=== Yang Diminta ===
1. Ketik ulang bagian teks tentang dangdut di antara "Musik adalah pengungkapan" dan "perhatian banyak kalangan.", termasuk kedua batas itu.
2. Ringkas paragraf dalam teks tentang dangdut yang diawali "Menyimak berbagai jenis pertunjukan musik" tanpa menghilangkan fakta pokoknya.
3. Teruskan teks tentang dangdut mulai dari tempat teks itu berhenti.

=== Kutipan Sumber ===
□ □ □ □ □ □ □
Musik adalah pengungkapan gagasan melalui
bunyi yang mengalun secara teratur sehingga enak untuk disimak
Menyimak berbagai jenis pertunjukan musik
di Indonesia, barangkali dapat dikatakan bahwa tidak ada yang lebih meriah dan meriak
dibandingkan dengan dangdut. Hal ini bisa diamati melalui tulisan, tuturan, dan
tayangan di beragam media massa, perbincangan di lingkungan pergaulan, maupun membludaknya
para pengunjung yang menghadiri pertunjukan tersebut. Sulit dimungkiri bahwa dangdut
dapat menarik perhatian banyak kalangan.
□ □ □ □ □ □ □
=== Data yang Diberikan ===
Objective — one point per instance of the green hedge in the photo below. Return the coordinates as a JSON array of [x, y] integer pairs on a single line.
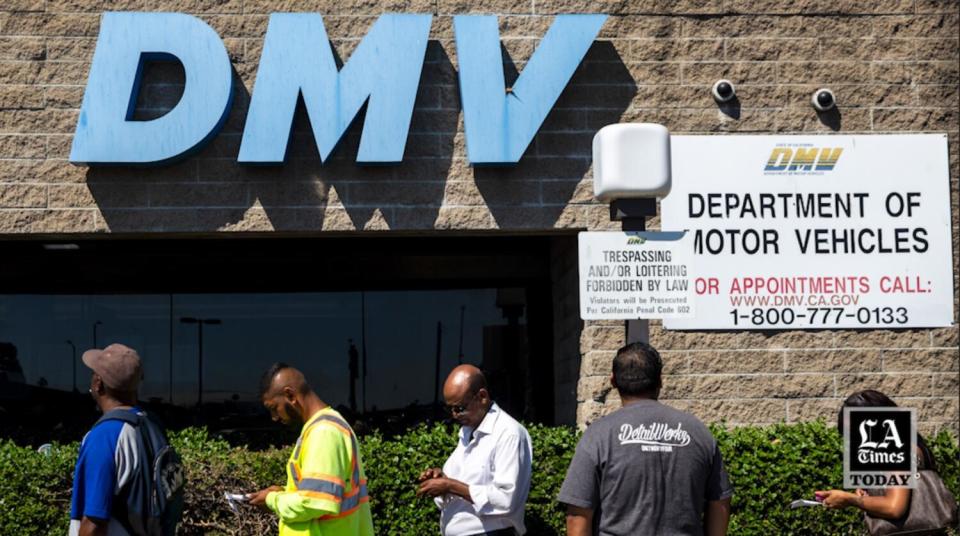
[[769, 466]]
□ □ □ □ □ □ □
=== Jawaban yang Diharapkan ===
1.
Musik adalah pengungkapan gagasan melalui
bunyi yang mengalun secara teratur sehingga enak untuk disimak
Menyimak berbagai jenis pertunjukan musik
di Indonesia, barangkali dapat dikatakan bahwa tidak ada yang lebih meriah dan meriak
dibandingkan dengan dangdut. Hal ini bisa diamati melalui tulisan, tuturan, dan
tayangan di beragam media massa, perbincangan di lingkungan pergaulan, maupun membludaknya
para pengunjung yang menghadiri pertunjukan tersebut. Sulit dimungkiri bahwa dangdut
dapat menarik perhatian banyak kalangan.

2. Di antara berbagai pertunjukan musik di Indonesia, dangdut barangkali yang paling meriah. Hal ini tampak dari tulisan, tuturan, dan tayangan di media massa, dari perbincangan dalam pergaulan, serta dari membludaknya pengunjung pertunjukannya. Dangdut sulit dimungkiri mampu menarik perhatian banyak kalangan.

3.
Dangdut, di satu sisi, terbilang mudah menjamah
manah masyarakat, khususnya buat yang sedang dalam kesulitan
Cibiran terhadap dangdut kian meriak tatkala
fenomena goyangan erotis penyanyinya semakin marak. Goyangan erotis sendiri sebenarnya
bukan fenomena baru dalam pertunjukan musik dangdut. Keberadaan penyanyi dangdut
dengan goyangan erotis sudah muncul sejak dekade 1970-an, tetapi kala itu hanya terbuka untuk kalangan dewasa belaka
Keadaan sejenis demikian membuat penyanyi
dangdut perempuan (biduanita) belakangan ini mudah mendapat nilai plus dan minus dalam berkarier. Kemudahan mendapat perhatian dan mencerna larik
lirik yang dilantunkan serta alunan nada yang disajikan membuat para biduanita gampang
dikenal oleh banyak kalangan. Hal ini memudahkan biduanita untuk meluaskan pergaulan,
menambah wawasan, hingga menggunakannya sebagai sarana menambang uang. Sayangnya,
biduanita juga kerap dinista karena dianggap hanya menjual penampilan badan tanpa
peduli kualitas vokal. Sebenarnya tak ada masalah dalam menjual penampilan badan,
masalahnya ialah hal ini dilakukan di pasar yang menjajakan vokal.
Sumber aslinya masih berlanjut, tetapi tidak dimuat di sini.